Action item:
For the listing below, give the count of lines containing the string "pixel" and nothing else.

Available data:
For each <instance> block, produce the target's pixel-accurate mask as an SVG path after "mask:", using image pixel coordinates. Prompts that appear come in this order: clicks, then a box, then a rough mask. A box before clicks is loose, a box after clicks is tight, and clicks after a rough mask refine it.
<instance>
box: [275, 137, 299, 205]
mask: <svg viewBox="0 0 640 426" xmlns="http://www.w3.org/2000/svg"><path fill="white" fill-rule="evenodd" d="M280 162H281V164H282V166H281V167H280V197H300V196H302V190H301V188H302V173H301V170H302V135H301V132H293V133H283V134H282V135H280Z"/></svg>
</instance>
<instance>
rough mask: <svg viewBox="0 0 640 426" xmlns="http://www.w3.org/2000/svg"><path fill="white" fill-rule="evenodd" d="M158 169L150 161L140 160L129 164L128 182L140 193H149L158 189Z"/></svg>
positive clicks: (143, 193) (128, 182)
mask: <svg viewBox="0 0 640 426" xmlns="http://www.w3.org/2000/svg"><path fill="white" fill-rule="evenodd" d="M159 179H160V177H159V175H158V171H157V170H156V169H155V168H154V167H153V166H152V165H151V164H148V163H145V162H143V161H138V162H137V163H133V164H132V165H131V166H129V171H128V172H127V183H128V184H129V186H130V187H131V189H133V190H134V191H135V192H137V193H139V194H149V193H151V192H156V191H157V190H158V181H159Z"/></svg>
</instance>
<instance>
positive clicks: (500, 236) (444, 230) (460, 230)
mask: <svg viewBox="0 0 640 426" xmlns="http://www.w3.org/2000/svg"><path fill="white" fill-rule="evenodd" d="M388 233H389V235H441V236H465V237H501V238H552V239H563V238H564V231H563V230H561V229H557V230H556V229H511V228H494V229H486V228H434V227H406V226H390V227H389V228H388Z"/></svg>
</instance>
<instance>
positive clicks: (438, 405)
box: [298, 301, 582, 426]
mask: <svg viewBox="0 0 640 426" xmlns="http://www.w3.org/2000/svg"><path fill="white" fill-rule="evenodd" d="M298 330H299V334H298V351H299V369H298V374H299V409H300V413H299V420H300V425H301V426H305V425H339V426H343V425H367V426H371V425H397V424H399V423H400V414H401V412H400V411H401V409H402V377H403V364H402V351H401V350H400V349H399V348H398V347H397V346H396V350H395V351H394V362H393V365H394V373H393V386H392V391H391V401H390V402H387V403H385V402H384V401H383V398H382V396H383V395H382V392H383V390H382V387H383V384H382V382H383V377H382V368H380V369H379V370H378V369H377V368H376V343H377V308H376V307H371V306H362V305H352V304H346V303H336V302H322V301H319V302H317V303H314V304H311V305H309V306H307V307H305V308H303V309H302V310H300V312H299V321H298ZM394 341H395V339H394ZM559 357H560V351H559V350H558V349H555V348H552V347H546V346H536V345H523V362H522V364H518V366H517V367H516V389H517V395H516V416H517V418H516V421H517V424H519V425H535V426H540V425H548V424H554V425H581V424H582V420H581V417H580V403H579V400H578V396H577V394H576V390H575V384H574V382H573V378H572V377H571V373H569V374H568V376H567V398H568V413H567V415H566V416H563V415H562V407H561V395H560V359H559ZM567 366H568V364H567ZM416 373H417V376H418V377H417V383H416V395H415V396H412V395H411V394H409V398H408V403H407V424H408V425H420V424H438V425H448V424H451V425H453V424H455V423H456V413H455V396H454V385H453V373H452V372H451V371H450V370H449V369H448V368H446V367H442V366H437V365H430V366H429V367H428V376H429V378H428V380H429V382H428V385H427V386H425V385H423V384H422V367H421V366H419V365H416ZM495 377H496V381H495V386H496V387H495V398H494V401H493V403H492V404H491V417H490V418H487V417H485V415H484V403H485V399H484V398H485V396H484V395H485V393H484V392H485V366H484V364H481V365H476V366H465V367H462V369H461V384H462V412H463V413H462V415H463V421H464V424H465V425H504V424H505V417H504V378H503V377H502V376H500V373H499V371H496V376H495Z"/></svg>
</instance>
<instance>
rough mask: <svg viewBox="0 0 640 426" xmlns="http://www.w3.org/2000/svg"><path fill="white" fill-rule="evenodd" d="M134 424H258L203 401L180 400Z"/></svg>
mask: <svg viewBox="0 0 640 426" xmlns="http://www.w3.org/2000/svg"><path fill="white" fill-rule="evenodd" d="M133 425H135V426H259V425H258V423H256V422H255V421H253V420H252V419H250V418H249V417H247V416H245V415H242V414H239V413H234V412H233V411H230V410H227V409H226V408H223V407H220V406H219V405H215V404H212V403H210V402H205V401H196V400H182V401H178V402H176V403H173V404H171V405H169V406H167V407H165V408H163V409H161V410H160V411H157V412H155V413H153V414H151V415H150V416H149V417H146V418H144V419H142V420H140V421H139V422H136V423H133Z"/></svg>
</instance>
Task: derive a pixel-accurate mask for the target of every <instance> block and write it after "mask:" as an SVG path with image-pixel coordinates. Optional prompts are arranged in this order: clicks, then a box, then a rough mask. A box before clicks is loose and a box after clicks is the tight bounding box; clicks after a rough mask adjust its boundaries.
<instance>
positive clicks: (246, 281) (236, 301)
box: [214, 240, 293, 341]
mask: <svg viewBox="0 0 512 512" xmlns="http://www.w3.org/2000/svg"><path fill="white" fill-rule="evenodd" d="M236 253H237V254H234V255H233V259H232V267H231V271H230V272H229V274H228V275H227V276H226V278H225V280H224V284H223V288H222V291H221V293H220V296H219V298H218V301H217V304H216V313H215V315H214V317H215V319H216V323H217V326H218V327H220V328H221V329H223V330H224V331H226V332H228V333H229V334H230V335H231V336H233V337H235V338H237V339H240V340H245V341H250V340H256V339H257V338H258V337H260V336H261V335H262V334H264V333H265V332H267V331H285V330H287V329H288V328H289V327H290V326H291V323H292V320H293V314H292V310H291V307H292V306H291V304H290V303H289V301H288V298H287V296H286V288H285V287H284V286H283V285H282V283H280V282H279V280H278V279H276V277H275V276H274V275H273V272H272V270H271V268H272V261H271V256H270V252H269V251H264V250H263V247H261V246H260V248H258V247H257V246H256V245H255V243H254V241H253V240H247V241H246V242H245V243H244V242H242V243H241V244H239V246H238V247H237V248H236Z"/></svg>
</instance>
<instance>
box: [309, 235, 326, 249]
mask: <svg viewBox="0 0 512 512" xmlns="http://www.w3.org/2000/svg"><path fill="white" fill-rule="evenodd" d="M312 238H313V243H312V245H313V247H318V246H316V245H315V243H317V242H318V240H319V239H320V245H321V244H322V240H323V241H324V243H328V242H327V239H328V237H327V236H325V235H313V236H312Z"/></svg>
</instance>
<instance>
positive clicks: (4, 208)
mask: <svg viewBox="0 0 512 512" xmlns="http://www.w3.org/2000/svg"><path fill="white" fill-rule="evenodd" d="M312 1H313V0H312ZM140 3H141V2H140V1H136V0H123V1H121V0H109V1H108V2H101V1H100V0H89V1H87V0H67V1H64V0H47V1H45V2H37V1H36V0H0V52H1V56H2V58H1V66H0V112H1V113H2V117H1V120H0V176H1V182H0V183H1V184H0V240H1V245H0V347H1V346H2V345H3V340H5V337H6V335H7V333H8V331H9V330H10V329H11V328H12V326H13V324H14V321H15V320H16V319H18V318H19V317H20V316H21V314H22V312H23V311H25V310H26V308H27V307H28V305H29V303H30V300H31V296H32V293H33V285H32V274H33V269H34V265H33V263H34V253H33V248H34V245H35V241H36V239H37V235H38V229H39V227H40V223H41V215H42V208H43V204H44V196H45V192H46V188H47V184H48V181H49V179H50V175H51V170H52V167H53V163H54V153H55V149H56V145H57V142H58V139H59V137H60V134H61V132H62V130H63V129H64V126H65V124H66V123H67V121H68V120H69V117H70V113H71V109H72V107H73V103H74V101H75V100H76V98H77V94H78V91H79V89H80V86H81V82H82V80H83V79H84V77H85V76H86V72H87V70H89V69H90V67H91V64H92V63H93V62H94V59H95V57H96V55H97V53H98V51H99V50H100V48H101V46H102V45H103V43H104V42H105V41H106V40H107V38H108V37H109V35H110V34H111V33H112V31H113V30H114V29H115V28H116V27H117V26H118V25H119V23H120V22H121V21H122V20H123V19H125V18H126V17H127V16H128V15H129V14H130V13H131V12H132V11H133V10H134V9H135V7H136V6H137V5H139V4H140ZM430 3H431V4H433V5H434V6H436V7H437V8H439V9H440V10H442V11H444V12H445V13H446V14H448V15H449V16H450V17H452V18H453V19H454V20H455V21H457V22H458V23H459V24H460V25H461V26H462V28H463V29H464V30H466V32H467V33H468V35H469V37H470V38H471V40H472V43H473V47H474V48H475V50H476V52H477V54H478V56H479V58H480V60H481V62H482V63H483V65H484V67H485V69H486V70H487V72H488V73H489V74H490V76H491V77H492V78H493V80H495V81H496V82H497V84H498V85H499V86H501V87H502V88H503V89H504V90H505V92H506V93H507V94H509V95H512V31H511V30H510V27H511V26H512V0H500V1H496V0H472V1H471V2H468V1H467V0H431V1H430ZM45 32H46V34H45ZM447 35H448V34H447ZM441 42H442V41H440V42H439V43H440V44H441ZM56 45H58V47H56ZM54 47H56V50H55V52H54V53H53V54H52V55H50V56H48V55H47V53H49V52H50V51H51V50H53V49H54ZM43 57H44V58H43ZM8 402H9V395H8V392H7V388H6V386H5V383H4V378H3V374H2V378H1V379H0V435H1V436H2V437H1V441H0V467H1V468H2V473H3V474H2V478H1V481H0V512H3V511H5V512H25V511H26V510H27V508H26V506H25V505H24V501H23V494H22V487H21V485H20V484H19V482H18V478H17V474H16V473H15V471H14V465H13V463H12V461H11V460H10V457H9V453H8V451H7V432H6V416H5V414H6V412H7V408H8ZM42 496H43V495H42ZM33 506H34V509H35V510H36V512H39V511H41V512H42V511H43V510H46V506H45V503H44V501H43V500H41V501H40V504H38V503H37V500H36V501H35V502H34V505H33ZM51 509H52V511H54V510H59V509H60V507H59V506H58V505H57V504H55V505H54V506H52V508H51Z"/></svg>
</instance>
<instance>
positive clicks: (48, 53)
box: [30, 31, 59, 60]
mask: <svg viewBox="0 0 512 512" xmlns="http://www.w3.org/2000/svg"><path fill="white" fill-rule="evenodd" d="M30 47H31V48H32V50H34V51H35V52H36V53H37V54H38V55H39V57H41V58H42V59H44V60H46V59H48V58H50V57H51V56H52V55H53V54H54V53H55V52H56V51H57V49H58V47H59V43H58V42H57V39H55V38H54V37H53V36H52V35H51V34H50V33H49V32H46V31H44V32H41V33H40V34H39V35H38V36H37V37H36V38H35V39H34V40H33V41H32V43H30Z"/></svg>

Solution:
2